Using pretrain model in NLU HFTransformersNLP "vinai/phobert-base" Error Tokenizer

tacsenlp · November 12, 2021, 4:23pm

Hi all, i have used HFTransformersNLP for train NLU, but with init model_weights is “vinai/phobert-base” and WhitespaceTokenizer ===> tokenizer.encode return NoneType alway . this line error lib\site-packages\transformers\tokenization_utils_base.py", line 2654

nik202 · November 12, 2021, 4:58pm

@tacsenlp can you please share the config.yml file for the ref? and what command you are using when you see this error message?

@tacsenlp can you please format the config.yml file thanks.

tacsenlp · November 12, 2021, 5:07pm

nik202 · November 12, 2021, 5:08pm

@tacsenlp Right!

Alert: The HFTransformersNLP is deprecated and will be removed in 3.0. The LanguageModelFeaturizer now implements its behavior.

Solution:

To use HFTransformersNLP component, install Rasa Open Source with pip3 install rasa[transformers].

• **Provided entries**:
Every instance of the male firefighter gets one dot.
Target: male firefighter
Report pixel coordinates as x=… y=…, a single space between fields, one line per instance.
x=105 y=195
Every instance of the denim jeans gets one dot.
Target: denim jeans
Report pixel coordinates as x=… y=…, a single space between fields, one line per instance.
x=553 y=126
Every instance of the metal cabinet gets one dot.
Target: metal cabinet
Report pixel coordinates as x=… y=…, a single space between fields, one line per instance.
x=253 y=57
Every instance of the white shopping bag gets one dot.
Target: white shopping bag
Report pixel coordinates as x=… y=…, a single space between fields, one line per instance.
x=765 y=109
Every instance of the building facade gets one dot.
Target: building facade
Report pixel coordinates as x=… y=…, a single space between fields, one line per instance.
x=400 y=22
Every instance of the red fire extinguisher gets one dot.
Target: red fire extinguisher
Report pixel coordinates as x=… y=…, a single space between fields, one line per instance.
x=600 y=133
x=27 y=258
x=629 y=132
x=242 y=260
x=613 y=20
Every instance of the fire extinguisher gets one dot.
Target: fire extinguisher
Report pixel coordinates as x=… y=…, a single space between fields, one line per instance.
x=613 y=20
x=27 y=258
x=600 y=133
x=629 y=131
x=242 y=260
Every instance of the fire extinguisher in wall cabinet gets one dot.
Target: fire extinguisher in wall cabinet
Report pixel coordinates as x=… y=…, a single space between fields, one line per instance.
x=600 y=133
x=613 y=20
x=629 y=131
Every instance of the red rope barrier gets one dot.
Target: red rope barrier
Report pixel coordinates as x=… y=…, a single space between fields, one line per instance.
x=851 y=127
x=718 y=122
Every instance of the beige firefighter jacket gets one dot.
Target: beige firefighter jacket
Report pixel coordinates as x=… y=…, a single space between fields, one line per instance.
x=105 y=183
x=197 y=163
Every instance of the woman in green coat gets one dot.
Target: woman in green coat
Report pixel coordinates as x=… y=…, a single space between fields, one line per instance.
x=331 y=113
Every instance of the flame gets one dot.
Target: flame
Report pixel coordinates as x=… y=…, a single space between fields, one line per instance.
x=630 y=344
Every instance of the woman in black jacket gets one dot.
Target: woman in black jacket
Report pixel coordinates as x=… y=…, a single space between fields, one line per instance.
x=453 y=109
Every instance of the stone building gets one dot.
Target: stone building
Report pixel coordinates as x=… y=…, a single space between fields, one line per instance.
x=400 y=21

• **Complete the following**:
1. Copy everything in the forum thread from "nik202 · November 12, 2021, 5:08pm" down to "implements its behavior.".
2. Rewrite the records from the line containing "Every instance of the woman in green" down to the end of the records, changing "woman" to "lady" and leaving everything else unchanged. Return only those lines.
The forum thread and the records are unrelated material.

• **Answers to the exercises**:
1.
nik202 · November 12, 2021, 5:08pm

@tacsenlp Right!

Alert: The HFTransformersNLP is deprecated and will be removed in 3.0. The LanguageModelFeaturizer now implements its behavior.

2.
Every instance of the lady in green coat gets one dot.
Target: lady in green coat
Report pixel coordinates as x=… y=…, a single space between fields, one line per instance.
x=331 y=113
Every instance of the flame gets one dot.
Target: flame
Report pixel coordinates as x=… y=…, a single space between fields, one line per instance.
x=630 y=344
Every instance of the lady in black jacket gets one dot.
Target: lady in black jacket
Report pixel coordinates as x=… y=…, a single space between fields, one line per instance.
x=453 y=109
Every instance of the stone building gets one dot.
Target: stone building
Report pixel coordinates as x=… y=…, a single space between fields, one line per instance.
x=400 y=21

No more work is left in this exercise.